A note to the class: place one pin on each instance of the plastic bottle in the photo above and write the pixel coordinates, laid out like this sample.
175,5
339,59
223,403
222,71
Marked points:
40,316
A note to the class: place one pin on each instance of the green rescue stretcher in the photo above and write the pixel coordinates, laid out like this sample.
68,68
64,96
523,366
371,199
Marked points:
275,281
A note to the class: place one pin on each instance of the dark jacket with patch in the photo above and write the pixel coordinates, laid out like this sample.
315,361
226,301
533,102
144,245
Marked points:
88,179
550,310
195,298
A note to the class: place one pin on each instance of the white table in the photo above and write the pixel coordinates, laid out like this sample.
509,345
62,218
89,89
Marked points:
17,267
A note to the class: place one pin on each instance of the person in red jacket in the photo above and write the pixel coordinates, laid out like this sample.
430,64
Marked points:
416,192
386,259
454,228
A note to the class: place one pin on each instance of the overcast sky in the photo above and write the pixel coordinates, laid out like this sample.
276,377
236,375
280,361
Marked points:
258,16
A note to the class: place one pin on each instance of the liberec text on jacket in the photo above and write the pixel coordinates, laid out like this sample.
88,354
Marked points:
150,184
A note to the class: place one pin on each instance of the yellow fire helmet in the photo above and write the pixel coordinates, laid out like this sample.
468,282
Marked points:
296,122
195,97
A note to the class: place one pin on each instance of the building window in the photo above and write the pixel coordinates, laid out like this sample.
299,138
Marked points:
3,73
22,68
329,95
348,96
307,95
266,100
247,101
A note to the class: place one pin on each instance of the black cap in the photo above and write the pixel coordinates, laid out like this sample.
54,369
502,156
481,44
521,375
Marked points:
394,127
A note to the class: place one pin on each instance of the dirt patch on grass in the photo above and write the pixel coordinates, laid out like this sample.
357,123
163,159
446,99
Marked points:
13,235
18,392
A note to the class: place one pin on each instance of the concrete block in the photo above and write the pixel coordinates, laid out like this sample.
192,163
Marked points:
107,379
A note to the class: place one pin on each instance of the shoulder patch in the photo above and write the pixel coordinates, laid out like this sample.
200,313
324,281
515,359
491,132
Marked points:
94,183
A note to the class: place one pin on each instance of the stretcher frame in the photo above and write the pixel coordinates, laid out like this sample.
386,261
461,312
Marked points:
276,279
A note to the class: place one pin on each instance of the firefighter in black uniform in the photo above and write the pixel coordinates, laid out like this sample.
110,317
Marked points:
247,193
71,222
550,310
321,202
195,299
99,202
########################################
REQUIREMENTS: Output the records verbatim, from the first line to the last.

SOLUTION TO THIS TASK:
A note to the class: place one pin on each instance of the plastic bottle in the photo above and write the pixel coordinates, laid out like this sample.
175,5
339,59
223,403
222,71
Marked points:
40,316
A note to the class: place one pin on each instance of the green rescue stretcher in the photo above and write the pixel coordinates, laid out like this sample.
68,68
64,96
523,366
371,199
Marked points:
275,281
A note to the class: place one pin on each instance of the dark jacket with patch in the photo above and write the pixel coordinates, laid out like this sample.
315,361
226,301
533,102
144,245
Marked points:
88,179
550,310
195,298
A note to the class: place one pin on each instance of the white table in the photo above and write the pixel coordinates, laid out like this sample.
509,345
62,218
89,89
Marked points:
17,267
A note to the class: place one pin on each instance of the person in red jacket in the photo above and write the pixel coordinates, laid out like this sample.
430,64
Marked points:
416,192
386,259
454,228
A note to the class: place one pin on each instance of the overcast sky in the photo above and write the pixel coordinates, laid out like this sample.
276,377
236,375
280,361
Marked points:
258,16
A note to the class: place one pin on each instance of the liberec text on jacket in the photo above and write the pixel coordinates, laid out like this sample.
88,354
Marked points:
150,184
A note to the class: place one pin on each instance of the yellow fire helmet in the photo above and write the pixel coordinates, laid out like this sample.
468,282
Marked points:
296,122
195,97
A note to the class: place one pin on each instance of the building window in the photo above and write the pixel coordinates, laid out like this sample.
299,138
Marked points:
3,73
22,68
329,95
348,96
307,95
266,100
247,101
A note to the class: place one pin on each instance of the black cap in the photo above and write the pixel coordinates, laid out like this sample.
54,369
502,156
481,44
521,375
Marked points:
394,127
A note to the class: place one pin on each instance of the dirt patch on grass in the photo above and write the pixel coordinates, laid out like this sample.
357,123
163,159
446,99
Marked points:
13,235
18,392
A note to the class: place one pin on each instance of the concrete block in the photo above and write the pixel coordinates, laid out like this sample.
192,163
Marked points:
107,379
A note to the class: place one pin on each instance of the shoulder patch in the photo above and write the pixel coordinates, laid out like this sample.
200,313
324,281
515,359
491,132
Marked points:
94,183
A note to the class: place one pin on each instance of the stretcher frame in the photo above and write the pixel coordinates, laid out like this sample.
386,261
461,312
Marked points:
276,279
A note to the class: place one pin on each instance of the firefighter in black uniform in the photo above and write the pixel coordinates, laid out like this sample.
110,317
Marked points:
247,193
71,222
550,310
321,202
195,299
99,202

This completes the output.